Selected excerpt -
========================

You generally don't need to worry about this - ODA Reader handles it automatically.

Custom Rate Limiting Strategies

Beyond basic rate limiting configuration, you can implement custom strategies:

Disable Rate Limiting (Use Carefully)

from oda_reader import API_RATE_LIMITER

# Effectively disable (very high limit)
API_RATE_LIMITER.max_calls = 1000
API_RATE_LIMITER.period = 1

Warning: This may get you blocked by OECD's servers. Only use for testing or if you have permission.

Dynamic Rate Limiting

# Start conservative
API_RATE_LIMITER.max_calls = 10
API_RATE_LIMITER.period = 60

# Make some calls...

# Adjust based on response times or errors
if experiencing_slowdowns:
    API_RATE_LIMITER.max_calls = 5  # Slow down

Check Rate Limiter State

# Access internal state (undocumented, subject to change)
print(f"Calls made: {len(API_RATE_LIMITER.call_times)}")
print(f"Max calls: {API_RATE_LIMITER.max_calls}")

Combining Multiple Queries

For complex analysis, you might combine multiple queries:

from oda_reader import download_dac1, download_dac2a
import pandas as pd

# Get donor totals from DAC1
donor_totals = download_dac1(start_year=2022, end_year=2022)

# Get bilateral flows from DAC2a
bilateral = download_dac2a(start_year=2022, end_year=2022)

# Merge for analysis
# (Note: ensure compatible schemas and codes)
combined = pd.merge(
    donor_totals,
    bilateral,
    on=['donor', 'year'],
    how='inner'
)

Tips: - Use same pre_process and dotstat_codes settings for compatibility - Column names and codes must align - Filter carefully to avoid double-counting

Load Schema Mapping Files

import json
from pathlib import Path

# Find ODA Reader installation
import oda_reader
package_path = Path(oda_reader.__file__).parent

# Load schema mapping
with open(package_path / 'schemas/mappings/dac1_mapping.json') as f:
    mapping = json.load(f)

# Use for custom translation
print(mapping['DONOR']['mapping'])

========================

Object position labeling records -

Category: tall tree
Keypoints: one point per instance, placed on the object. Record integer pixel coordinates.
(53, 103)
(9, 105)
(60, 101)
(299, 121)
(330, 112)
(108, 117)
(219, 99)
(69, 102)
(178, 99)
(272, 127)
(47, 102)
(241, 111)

========================

Your tasks -
**1)** Reproduce the ODA Reader excerpt word for word, everything from "Tips: - Use" down to "mapping = json.load(f)".
**2)** In the ODA Reader excerpt, which two columns does the merge of the DAC1 and DAC2a data join on?
These records have no connection to the ODA Reader excerpt.

Expected outputs -
**1)**
Tips: - Use same pre_process and dotstat_codes settings for compatibility - Column names and codes must align - Filter carefully to avoid double-counting

Load Schema Mapping Files

import json
from pathlib import Path

# Find ODA Reader installation
import oda_reader
package_path = Path(oda_reader.__file__).parent

# Load schema mapping
with open(package_path / 'schemas/mappings/dac1_mapping.json') as f:
    mapping = json.load(f)

**2)** donor and year